The task: Rewrite the entries below as a JSON list of strings, with one string for each line and no blank lines. Leave the pictures out.

********

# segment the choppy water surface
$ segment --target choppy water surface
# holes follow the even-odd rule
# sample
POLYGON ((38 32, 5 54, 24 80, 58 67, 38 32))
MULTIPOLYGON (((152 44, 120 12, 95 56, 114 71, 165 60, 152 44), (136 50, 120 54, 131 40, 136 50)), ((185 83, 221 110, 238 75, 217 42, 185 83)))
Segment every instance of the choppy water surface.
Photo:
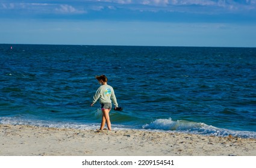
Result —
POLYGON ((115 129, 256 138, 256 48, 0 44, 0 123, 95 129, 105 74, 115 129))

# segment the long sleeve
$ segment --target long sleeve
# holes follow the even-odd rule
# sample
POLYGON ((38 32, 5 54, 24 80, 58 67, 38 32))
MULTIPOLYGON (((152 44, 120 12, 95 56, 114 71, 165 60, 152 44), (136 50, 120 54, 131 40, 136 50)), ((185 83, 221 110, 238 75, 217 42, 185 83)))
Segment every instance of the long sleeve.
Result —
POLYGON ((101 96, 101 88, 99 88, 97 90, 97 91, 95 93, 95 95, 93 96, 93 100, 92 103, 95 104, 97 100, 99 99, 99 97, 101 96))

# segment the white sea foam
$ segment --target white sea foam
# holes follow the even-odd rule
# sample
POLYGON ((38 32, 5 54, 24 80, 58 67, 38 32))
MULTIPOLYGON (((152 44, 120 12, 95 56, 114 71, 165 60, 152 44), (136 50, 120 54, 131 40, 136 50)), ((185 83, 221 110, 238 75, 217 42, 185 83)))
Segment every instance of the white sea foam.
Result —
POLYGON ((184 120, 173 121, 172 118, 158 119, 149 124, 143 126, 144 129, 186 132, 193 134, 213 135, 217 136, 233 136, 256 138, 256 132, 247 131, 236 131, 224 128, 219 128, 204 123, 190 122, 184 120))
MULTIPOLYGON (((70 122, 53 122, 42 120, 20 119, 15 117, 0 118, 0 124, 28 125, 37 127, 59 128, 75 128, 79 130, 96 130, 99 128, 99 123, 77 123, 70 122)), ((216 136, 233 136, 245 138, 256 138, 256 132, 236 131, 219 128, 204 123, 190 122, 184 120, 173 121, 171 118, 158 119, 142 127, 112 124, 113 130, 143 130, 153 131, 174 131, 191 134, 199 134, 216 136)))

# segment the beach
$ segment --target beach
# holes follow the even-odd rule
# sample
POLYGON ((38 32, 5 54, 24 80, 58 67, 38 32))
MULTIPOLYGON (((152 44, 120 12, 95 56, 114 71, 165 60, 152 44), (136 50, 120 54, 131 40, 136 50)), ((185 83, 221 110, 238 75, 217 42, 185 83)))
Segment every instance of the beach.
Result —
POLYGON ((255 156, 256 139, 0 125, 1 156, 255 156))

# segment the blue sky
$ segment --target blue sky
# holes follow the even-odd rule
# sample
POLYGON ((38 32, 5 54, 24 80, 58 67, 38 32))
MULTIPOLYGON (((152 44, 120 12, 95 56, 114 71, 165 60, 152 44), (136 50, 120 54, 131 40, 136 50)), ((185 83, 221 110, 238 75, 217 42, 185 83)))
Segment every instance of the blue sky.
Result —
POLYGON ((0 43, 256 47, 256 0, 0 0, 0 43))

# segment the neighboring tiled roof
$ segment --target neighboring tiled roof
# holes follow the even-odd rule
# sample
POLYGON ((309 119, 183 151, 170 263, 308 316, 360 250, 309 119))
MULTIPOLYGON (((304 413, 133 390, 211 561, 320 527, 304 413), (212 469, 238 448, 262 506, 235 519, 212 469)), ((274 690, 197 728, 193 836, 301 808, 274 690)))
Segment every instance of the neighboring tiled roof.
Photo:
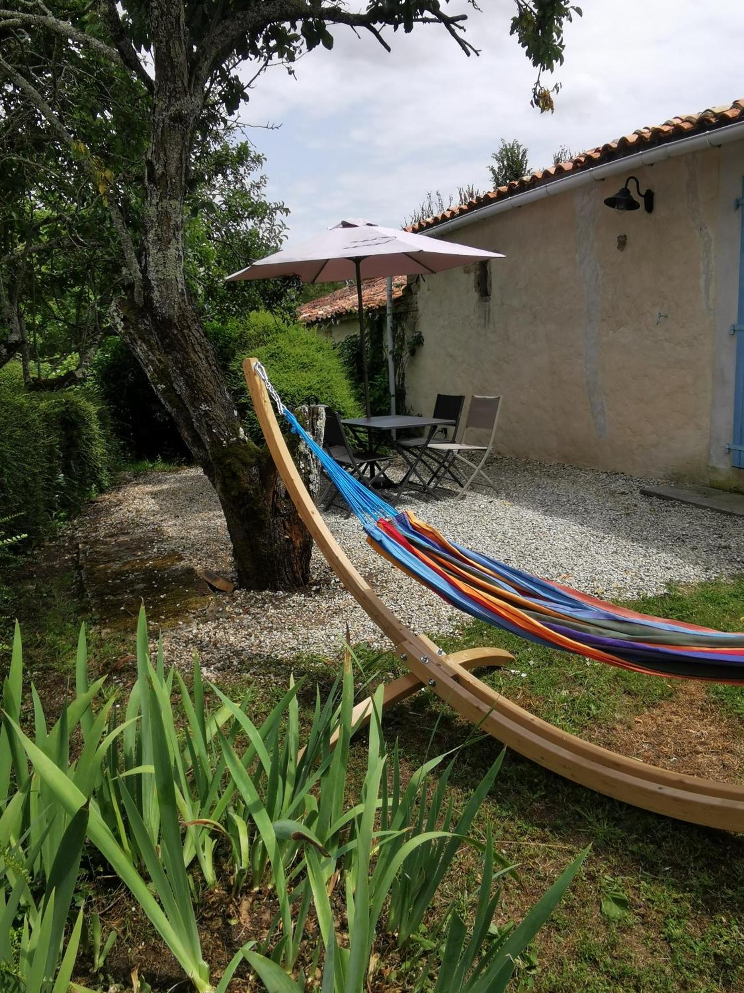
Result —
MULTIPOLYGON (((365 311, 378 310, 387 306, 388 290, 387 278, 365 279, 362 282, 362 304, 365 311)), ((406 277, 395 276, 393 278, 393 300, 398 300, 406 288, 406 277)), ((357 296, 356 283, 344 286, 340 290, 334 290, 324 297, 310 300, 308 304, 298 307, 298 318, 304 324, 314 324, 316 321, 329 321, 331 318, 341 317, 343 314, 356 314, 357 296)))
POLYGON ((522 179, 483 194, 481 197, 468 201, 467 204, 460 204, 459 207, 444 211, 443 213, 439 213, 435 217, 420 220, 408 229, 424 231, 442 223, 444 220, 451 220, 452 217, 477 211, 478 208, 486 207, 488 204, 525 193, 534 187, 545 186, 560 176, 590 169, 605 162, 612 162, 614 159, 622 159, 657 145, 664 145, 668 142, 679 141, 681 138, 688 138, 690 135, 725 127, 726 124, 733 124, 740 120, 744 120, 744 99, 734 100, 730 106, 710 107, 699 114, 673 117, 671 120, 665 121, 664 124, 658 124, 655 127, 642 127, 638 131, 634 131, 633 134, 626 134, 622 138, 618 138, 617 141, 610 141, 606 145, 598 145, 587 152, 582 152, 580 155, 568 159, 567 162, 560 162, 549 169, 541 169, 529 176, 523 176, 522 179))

********

Solution:
[
  "# segment the choppy water surface",
  "$ segment --target choppy water surface",
  "# holes follow the even-odd rule",
  "# sample",
  "POLYGON ((38 32, 5 54, 24 80, 58 67, 38 32))",
  "MULTIPOLYGON (((152 44, 120 12, 95 56, 114 71, 165 60, 152 44), (136 50, 120 54, 131 40, 136 50)), ((185 83, 221 110, 238 75, 217 42, 185 83)))",
  "Segment every instance of the choppy water surface.",
  "Photo:",
  "Result —",
  "POLYGON ((115 129, 256 138, 256 48, 0 44, 0 123, 95 129, 105 74, 115 129))",
  "# segment the long sleeve",
  "$ segment --target long sleeve",
  "# holes follow the even-odd rule",
  "# sample",
  "POLYGON ((38 32, 5 54, 24 80, 58 67, 38 32))",
  "MULTIPOLYGON (((152 44, 120 12, 95 56, 114 71, 165 60, 152 44), (136 50, 120 54, 131 40, 136 50)), ((185 83, 221 110, 238 75, 217 42, 185 83)))",
  "Segment every instance of the long sleeve.",
  "Result —",
  "POLYGON ((101 96, 101 88, 99 88, 97 90, 97 91, 95 93, 95 95, 93 96, 93 100, 92 103, 95 104, 97 100, 99 99, 99 97, 101 96))",
  "# segment the white sea foam",
  "$ segment --target white sea foam",
  "# holes follow the even-odd rule",
  "# sample",
  "POLYGON ((38 32, 5 54, 24 80, 58 67, 38 32))",
  "MULTIPOLYGON (((152 44, 120 12, 95 56, 114 71, 165 60, 152 44), (136 50, 120 54, 131 40, 136 50)), ((185 83, 221 110, 238 75, 217 42, 185 83)))",
  "Segment every instance of the white sea foam.",
  "Result —",
  "POLYGON ((184 120, 173 121, 172 118, 158 119, 149 124, 143 126, 144 129, 186 132, 193 134, 213 135, 217 136, 233 136, 256 138, 256 132, 247 131, 236 131, 224 128, 219 128, 204 123, 190 122, 184 120))",
  "MULTIPOLYGON (((70 122, 53 122, 42 120, 20 119, 15 117, 0 118, 0 124, 28 125, 37 127, 59 128, 75 128, 79 130, 96 130, 99 128, 99 123, 77 123, 70 122)), ((216 136, 233 136, 245 138, 256 138, 256 132, 236 131, 219 128, 204 123, 190 122, 184 120, 173 121, 171 118, 158 119, 142 127, 112 124, 113 130, 143 130, 153 131, 174 131, 191 134, 199 134, 216 136)))",
  "# segment the beach",
  "$ segment --target beach",
  "# holes follow the even-odd rule",
  "# sample",
  "POLYGON ((38 32, 5 54, 24 80, 58 67, 38 32))",
  "MULTIPOLYGON (((152 44, 120 12, 95 56, 114 71, 165 60, 152 44), (136 50, 120 54, 131 40, 136 50)), ((185 83, 221 110, 238 75, 217 42, 185 83)))",
  "Segment every instance of the beach.",
  "Result —",
  "POLYGON ((255 156, 256 139, 0 125, 1 156, 255 156))",
  "# segment the blue sky",
  "$ segment --target blue sky",
  "# holes follow the even-odd rule",
  "# sample",
  "POLYGON ((38 32, 5 54, 24 80, 58 67, 38 32))",
  "MULTIPOLYGON (((152 44, 120 12, 95 56, 114 71, 165 60, 152 44), (136 50, 120 54, 131 40, 136 50)), ((185 83, 221 110, 238 75, 217 42, 185 83)))",
  "Segment every instance of the blue sky.",
  "Result —",
  "POLYGON ((0 43, 256 47, 256 0, 0 0, 0 43))",
  "# segment the neighboring tiled roof",
  "$ segment --target neighboring tiled roof",
  "# holes follow the even-odd rule",
  "# sample",
  "POLYGON ((309 119, 183 151, 170 263, 308 316, 360 250, 309 119))",
  "MULTIPOLYGON (((304 413, 133 390, 211 561, 320 527, 304 413), (212 469, 238 448, 262 506, 235 519, 212 469)), ((274 690, 197 728, 193 836, 301 808, 274 690)))",
  "Segment every instance of the neighboring tiled roof.",
  "Photo:",
  "Result —",
  "MULTIPOLYGON (((365 311, 378 310, 387 306, 388 290, 387 278, 365 279, 362 282, 362 304, 365 311)), ((406 277, 395 276, 393 278, 393 300, 398 300, 406 288, 406 277)), ((357 296, 356 283, 344 286, 340 290, 334 290, 324 297, 310 300, 308 304, 298 307, 298 318, 304 324, 314 324, 316 321, 329 321, 331 318, 341 317, 343 314, 356 314, 357 296)))",
  "POLYGON ((522 179, 483 194, 481 197, 468 201, 467 204, 460 204, 459 207, 444 211, 443 213, 439 213, 435 217, 420 220, 408 229, 424 231, 442 223, 444 220, 451 220, 452 217, 477 211, 478 208, 486 207, 488 204, 525 193, 534 187, 545 186, 560 176, 590 169, 605 162, 612 162, 614 159, 622 159, 657 145, 664 145, 668 142, 679 141, 681 138, 688 138, 690 135, 725 127, 726 124, 733 124, 740 120, 744 120, 744 99, 734 100, 730 106, 710 107, 699 114, 673 117, 671 120, 665 121, 664 124, 658 124, 655 127, 642 127, 638 131, 634 131, 633 134, 626 134, 622 138, 618 138, 617 141, 610 141, 606 145, 598 145, 587 152, 582 152, 580 155, 568 159, 567 162, 560 162, 549 169, 541 169, 529 176, 523 176, 522 179))"
]